= Excerpt provided =
______

# Bulgarian: close run thing



## Masis

In 1807, for example, a British fleet forced its way into the Sea of Marmara to threaten the Ottoman capital but then had to retreat through the Dardanelles Straits where ancient artillery pieces dating from the 15th century had meanwhile been strenghened by 306 cannon, 16 mortars and thousands of additional troops under the technical guidance of men from the French and Spanish embassies. The result was a *close - run thing* for the Royal Navy.



Здравейте. Помогнете ми моля с този израз. Никога не съм го срещал преди и ми е тотално неясен. Надявам се че тука все някой ще е в състояние да ми окаже компетентна помощ. Мерси предварително.


----------



## texpert

It's a risky business, риск, опасност..

съгласен?


----------



## Masis

Thanks. Maybe you are right. I do not know. I have not got a idiomatic dictionary. Otherwise I would translate this easy.


----------



## Transatlantic

OK, so _close-run_ means "close" in the sense of "decided by a very narrow margin". 

For example, if a candidate wins 51% of a vote and the other one wins 49%, you could call this a close-run race, i.e. a victory by the narrowest of margins. 

Another idiom with a similar meaning is "to win by the skin of your teeth". Another similar expression is "to squeak through".

______

= Provided data =
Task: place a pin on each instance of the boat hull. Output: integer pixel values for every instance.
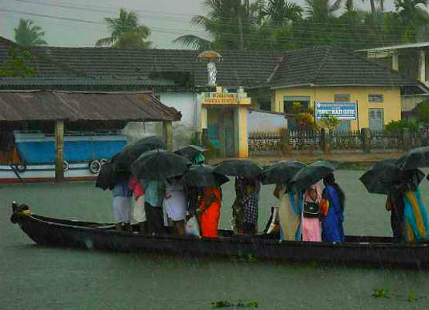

______

= Task instructions =
1 > From the thread on "close run thing," copy out the stretch from "Thanks. Maybe you" through "narrowest of margins." without changing any words.
2 > In the thread on "close run thing," what vote split does Transatlantic use to illustrate a close-run race?

= Outputs =
1 >
Thanks. Maybe you are right. I do not know. I have not got a idiomatic dictionary. Otherwise I would translate this easy.


----------



## Transatlantic

OK, so _close-run_ means "close" in the sense of "decided by a very narrow margin". 

For example, if a candidate wins 51% of a vote and the other one wins 49%, you could call this a close-run race, i.e. a victory by the narrowest of margins.

2 > One candidate wins 51% of the vote and the other wins 49%.